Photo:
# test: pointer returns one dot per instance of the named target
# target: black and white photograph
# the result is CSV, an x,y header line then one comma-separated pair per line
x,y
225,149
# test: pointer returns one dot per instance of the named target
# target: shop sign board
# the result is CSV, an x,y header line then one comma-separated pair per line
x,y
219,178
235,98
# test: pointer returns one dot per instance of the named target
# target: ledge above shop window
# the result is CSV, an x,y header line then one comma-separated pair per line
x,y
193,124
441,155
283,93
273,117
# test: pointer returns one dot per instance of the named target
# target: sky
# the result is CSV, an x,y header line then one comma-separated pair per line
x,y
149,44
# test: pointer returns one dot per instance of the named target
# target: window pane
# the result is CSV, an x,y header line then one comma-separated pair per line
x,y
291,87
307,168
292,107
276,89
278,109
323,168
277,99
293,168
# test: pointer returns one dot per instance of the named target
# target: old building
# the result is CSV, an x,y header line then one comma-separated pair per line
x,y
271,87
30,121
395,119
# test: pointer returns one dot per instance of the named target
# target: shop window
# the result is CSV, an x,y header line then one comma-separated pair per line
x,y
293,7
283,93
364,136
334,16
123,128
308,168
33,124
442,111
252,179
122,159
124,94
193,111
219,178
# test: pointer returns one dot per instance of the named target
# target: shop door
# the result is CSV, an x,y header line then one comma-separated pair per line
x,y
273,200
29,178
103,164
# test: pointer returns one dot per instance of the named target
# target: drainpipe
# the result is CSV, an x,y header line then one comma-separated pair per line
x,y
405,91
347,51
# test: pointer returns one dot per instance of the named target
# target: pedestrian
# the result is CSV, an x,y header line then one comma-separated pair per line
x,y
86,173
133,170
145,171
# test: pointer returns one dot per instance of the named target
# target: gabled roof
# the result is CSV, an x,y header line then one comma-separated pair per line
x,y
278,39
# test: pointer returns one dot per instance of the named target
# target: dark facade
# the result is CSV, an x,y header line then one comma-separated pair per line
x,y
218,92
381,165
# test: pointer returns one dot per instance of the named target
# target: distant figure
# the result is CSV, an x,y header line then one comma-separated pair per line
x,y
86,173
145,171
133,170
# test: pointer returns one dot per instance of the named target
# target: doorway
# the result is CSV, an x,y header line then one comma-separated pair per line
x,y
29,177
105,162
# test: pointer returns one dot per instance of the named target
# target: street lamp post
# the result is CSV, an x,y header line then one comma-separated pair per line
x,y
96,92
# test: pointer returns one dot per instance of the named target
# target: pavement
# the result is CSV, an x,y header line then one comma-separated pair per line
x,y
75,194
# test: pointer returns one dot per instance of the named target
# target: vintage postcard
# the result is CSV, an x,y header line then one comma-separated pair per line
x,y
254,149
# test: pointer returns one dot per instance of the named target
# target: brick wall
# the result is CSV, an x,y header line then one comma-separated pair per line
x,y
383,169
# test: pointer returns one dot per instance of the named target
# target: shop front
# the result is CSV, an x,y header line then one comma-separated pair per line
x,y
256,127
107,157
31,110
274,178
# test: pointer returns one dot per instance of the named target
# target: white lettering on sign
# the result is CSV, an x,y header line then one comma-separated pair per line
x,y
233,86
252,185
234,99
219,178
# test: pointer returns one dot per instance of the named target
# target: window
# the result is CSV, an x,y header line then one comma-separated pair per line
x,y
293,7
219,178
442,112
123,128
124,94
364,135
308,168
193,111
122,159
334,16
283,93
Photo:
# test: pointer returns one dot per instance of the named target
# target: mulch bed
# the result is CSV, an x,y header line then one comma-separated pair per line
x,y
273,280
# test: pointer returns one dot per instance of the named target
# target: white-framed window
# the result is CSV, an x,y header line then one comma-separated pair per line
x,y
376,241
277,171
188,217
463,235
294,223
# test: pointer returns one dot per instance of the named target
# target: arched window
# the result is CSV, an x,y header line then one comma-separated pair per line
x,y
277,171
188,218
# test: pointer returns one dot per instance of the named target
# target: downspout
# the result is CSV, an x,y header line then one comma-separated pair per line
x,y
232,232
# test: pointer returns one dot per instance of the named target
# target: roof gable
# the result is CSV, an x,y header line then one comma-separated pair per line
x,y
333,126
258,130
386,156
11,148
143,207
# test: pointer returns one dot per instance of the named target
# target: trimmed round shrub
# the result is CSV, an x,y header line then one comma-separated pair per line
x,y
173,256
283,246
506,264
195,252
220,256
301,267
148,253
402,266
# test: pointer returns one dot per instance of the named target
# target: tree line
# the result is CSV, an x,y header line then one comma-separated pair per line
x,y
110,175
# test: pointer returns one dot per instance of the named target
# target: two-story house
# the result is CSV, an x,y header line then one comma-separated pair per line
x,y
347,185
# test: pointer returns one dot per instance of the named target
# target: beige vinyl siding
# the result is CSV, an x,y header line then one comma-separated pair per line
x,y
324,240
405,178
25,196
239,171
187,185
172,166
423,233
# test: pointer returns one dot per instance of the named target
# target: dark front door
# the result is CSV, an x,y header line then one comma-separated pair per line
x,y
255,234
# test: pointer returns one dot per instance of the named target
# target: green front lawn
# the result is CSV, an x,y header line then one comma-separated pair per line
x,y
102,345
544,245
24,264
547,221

.....

What needs to be done =
Type out all of the material again, word for word.

The completed task =
Photo:
# test: pointer returns one dot per instance of the named target
# target: black and white photograph
# the result is CSV, an x,y header line then one comma-separated pair per line
x,y
225,149
# test: pointer returns one dot per instance of the named target
# target: shop sign board
# the result is CSV, an x,y header line then one comma-separated pair per line
x,y
219,178
235,98
# test: pointer returns one dot per instance of the named target
# target: ledge above shop window
# the result is CSV, an x,y header line then one comma-separated pair per line
x,y
193,124
441,155
283,93
273,117
# test: pointer returns one dot per instance of the named target
# target: sky
# the result is CSV, an x,y header line then one comma-separated pair per line
x,y
149,44
# test: pointer returns one dot per instance of the named target
# target: window pane
# the result is CSV, an x,y header line then one comma-separated pair per line
x,y
291,87
307,168
292,107
276,89
278,109
323,168
277,99
293,168
# test: pointer returns one dot per instance of the named target
# target: old building
# the result is CSV, an x,y header line then one comma-separated pair per line
x,y
271,87
30,121
395,119
# test: pointer returns one dot per instance of the named target
# target: shop window
# the result is CSV, an x,y header line then one comma-separated pair per line
x,y
293,7
283,93
364,136
334,16
123,128
308,168
33,124
442,111
252,179
122,159
124,94
193,111
219,178
# test: pointer returns one dot per instance of the named target
# target: shop door
# the result is CSV, an x,y header line then one comma-separated pair per line
x,y
273,200
29,178
103,164
# test: pointer returns one dot per instance of the named target
# target: drainpipe
# the result is CSV, an x,y header line then one comma-separated pair per line
x,y
405,91
347,51
# test: pointer returns one dot per instance of the named target
# target: pedestrian
# the result is CSV, an x,y header line then one comma-separated pair per line
x,y
86,173
133,170
145,171
# test: pointer returns one dot per instance of the named target
# target: gabled roof
# the result is CSV, an x,y header line then one comma-separated pair per line
x,y
278,39
# test: pointer returns one dot per instance of the named target
# target: dark facade
# the result is CSV, an x,y header line then one comma-separated pair per line
x,y
218,92
381,165
# test: pointer returns one dot per instance of the named target
# target: distant figure
# the result is CSV, an x,y header line then one comma-separated pair per line
x,y
86,173
145,171
133,170
# test: pointer returns one dot per instance of the named target
# target: doorway
# the result is CSV, an x,y header line then one comma-separated pair per line
x,y
29,177
105,162
# test: pointer returns one dot per instance of the named target
# target: street lamp post
# the result is CSV, an x,y header line then one comma-separated pair per line
x,y
96,92
# test: pointer returns one dot per instance of the named target
# target: pavement
# the result is CSV, an x,y header line then one comma-separated pair per line
x,y
75,194
# test: pointer returns one dot per instance of the named target
# target: vintage postcard
# the result is CSV, an x,y header line then one comma-separated pair per line
x,y
254,149
# test: pointer returns one dot per instance of the named target
# target: brick wall
# the result is CSV, an x,y header line then one comma-separated pair per line
x,y
383,169
# test: pointer returns one dot per instance of the named target
# target: shop front
# the result is CSV, an x,y header line then one comma-separated pair per line
x,y
256,127
107,157
31,110
274,178
# test: pointer returns one dot per instance of the named target
# target: white lettering on sign
# the result is CSV, an x,y header line then one comma-separated pair per line
x,y
233,86
252,185
234,99
219,178
# test: pointer returns one dot per instance of the named target
# target: window
# the result is CSV, an x,y header line then one comma-separated pair per line
x,y
293,7
219,178
442,112
123,128
124,94
364,135
308,168
193,111
122,159
334,16
283,93
Photo:
# test: pointer returns one dot per instance of the named target
# target: mulch bed
# the result is CSV, an x,y header line then one comma-separated pair per line
x,y
273,280
# test: pointer returns one dot per instance of the named target
# target: white-framed window
# the result is CSV, an x,y header line then one comma-separated pair per line
x,y
376,241
277,171
188,217
463,235
294,223
# test: pointer returns one dot per instance of the named target
# target: arched window
# the result is CSV, an x,y header line then one comma-separated pair per line
x,y
277,171
188,218
# test: pointer returns one dot per instance of the named target
# target: downspout
# the result is CSV, an x,y header line then one comma-separated pair per line
x,y
232,232
# test: pointer returns one dot per instance of the named target
# target: roof gable
# the result is CSV, an x,y header line then one comma-separated pair per line
x,y
333,126
258,130
386,156
11,148
143,207
# test: pointer returns one dot per instance of the named target
# target: trimmed round shrub
# the result is CSV, an x,y header line then one comma-separated pair per line
x,y
173,256
283,246
506,264
195,252
220,256
301,267
148,253
402,266
# test: pointer returns one dot per instance of the named target
# target: tree line
# the result is CSV, an x,y header line then one comma-separated pair per line
x,y
110,175
# test: pointer returns one dot per instance of the named target
# target: two-story house
# the result is CSV, an x,y header line then one comma-separated pair per line
x,y
347,185
# test: pointer returns one dot per instance of the named target
# target: beige vinyl siding
# the result is CSV, an x,y header line then one comma-separated pair per line
x,y
324,240
405,178
25,196
239,171
187,185
172,166
423,233
# test: pointer returns one dot per instance of the named target
# target: dark front door
# the result is CSV, an x,y header line then one comma-separated pair per line
x,y
255,234
# test: pointer returns one dot per instance of the named target
# target: green front lawn
# the result is CSV, an x,y header line then one comma-separated pair per line
x,y
102,345
544,245
24,264
547,221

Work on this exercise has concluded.